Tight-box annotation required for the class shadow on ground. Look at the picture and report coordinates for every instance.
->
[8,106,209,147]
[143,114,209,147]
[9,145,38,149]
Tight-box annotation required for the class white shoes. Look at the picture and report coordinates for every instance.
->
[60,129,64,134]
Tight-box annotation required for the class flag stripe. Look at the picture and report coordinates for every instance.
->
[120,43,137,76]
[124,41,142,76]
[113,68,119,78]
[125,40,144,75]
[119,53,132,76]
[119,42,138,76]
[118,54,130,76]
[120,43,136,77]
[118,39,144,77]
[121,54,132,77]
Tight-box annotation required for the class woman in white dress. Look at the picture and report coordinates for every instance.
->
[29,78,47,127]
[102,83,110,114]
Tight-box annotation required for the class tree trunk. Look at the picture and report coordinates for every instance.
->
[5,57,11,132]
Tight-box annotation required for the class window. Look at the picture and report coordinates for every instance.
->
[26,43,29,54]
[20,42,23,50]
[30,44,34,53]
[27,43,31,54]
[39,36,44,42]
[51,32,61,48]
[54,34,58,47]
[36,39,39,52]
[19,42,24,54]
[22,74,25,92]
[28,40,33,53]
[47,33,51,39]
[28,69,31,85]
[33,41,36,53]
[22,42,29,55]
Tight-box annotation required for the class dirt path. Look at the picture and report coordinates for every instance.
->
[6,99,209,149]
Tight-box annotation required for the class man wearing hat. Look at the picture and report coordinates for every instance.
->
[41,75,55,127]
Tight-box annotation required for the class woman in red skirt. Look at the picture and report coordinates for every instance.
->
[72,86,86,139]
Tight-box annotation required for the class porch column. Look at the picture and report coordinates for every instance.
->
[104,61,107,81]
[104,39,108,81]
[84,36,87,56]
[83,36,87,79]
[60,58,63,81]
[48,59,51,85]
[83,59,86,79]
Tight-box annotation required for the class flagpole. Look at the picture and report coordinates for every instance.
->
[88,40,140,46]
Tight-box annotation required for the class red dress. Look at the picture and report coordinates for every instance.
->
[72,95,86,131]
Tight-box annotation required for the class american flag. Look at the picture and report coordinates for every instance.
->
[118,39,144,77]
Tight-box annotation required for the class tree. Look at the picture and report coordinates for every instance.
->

□ □ □

[Instructions to follow]
The whole listing above should be output again exactly.

[Response for this exercise]
Tight-box annotation required for the class shadow on ground. Look at the picture and report coordinates for every instance.
->
[8,106,209,147]
[143,114,209,147]
[9,145,38,149]
Tight-box annotation required for the class white shoes. Look at the picture and report coordinates for every instance.
->
[60,129,64,134]
Tight-box annotation required for the class flag stripe. Look at the picture and report coordinates for every instance.
->
[120,43,137,76]
[124,41,142,76]
[113,68,119,78]
[125,40,144,75]
[119,53,132,76]
[119,42,138,76]
[118,54,130,76]
[120,43,136,77]
[118,39,144,77]
[121,54,132,77]
Tight-box annotation required for the class woman in white dress. Look at the picture and report coordinates for every instance.
->
[29,78,47,127]
[102,83,110,114]
Tight-box annotation required for the class tree trunk. Look at the picture and report coordinates for every instance.
->
[5,57,11,132]
Tight-box annotation required for the class window. Look at the picture and report coordinates for every instance.
->
[26,43,29,54]
[20,42,23,50]
[30,44,34,53]
[27,43,31,54]
[39,36,44,42]
[51,32,61,48]
[54,34,58,47]
[36,39,39,52]
[19,42,24,54]
[22,74,25,92]
[28,40,33,53]
[47,33,51,39]
[28,69,31,85]
[33,41,36,53]
[22,42,29,55]
Tight-box annotation required for the class dirt path. Look at the picture and report coordinates for every instance.
->
[6,99,209,149]
Tight-box annotation required for the class man wearing hat. Look at the picture and report coordinates for every instance.
->
[41,75,55,127]
Tight-box annotation required for the class woman in red skirt. Look at the picture and report coordinates for every instance.
->
[72,86,86,139]
Tight-box annotation required for the class porch column. Look at the picture and report coordinates for every instance.
->
[104,61,107,81]
[104,39,108,81]
[84,36,87,56]
[83,36,87,79]
[60,58,63,81]
[48,59,51,85]
[83,59,86,79]
Tight-box annotation required for the class flagpole. Look at the picture and report coordinates for every instance.
->
[88,40,140,46]
Tight-box annotation required for the class red dress. Look at the picture and report coordinates for every instance.
->
[72,95,86,131]
Tight-box annotation required for the class american flag. Look at the picture and report coordinates for every instance.
->
[118,39,144,77]
Tight-box annotation required for the class tree. Look at the picture and report coordinates for every instance.
->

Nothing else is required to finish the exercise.